◆ EXERCISE OBJECTIVE
Where a line below holds the string "calculator", copy that line.

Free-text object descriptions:
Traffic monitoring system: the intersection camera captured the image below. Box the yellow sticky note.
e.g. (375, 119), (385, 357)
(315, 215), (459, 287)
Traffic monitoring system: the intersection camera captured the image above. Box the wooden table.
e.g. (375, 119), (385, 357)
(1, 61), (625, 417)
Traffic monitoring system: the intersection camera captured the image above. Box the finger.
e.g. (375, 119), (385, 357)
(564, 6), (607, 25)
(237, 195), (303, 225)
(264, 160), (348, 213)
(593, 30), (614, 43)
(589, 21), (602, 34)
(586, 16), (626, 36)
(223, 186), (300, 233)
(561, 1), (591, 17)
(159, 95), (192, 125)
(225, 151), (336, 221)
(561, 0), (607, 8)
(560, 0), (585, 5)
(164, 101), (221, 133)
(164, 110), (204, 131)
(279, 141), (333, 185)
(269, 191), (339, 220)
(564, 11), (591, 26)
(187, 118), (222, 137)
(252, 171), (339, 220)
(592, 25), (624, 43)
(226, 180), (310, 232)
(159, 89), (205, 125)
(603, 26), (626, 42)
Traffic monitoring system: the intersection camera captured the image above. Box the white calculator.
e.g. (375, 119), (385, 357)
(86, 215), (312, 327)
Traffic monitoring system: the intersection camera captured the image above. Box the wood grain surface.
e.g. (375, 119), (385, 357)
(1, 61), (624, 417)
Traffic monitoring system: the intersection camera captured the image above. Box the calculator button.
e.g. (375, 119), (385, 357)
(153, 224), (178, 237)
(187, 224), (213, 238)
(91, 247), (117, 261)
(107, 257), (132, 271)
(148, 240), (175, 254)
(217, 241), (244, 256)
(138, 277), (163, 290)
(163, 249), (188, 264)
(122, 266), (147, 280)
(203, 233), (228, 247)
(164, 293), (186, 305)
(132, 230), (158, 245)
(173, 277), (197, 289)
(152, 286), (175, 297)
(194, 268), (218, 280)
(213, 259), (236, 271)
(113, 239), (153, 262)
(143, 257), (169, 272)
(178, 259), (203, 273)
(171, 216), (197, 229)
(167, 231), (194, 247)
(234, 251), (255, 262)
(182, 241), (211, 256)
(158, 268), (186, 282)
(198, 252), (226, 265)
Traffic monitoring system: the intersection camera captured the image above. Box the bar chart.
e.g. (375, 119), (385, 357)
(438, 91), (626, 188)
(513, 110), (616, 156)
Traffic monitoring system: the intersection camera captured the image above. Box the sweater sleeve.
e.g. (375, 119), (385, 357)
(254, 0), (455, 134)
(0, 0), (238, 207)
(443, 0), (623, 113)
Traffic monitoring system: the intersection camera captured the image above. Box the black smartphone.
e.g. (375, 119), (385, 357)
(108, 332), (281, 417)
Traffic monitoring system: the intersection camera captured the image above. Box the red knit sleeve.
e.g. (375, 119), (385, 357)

◆ YOUR SOLUTION
Traffic monitoring system: the intersection camera captured the image above. Box the white calculator.
Traffic monitoring system: the intersection camera captured the image above. Box the calculator button.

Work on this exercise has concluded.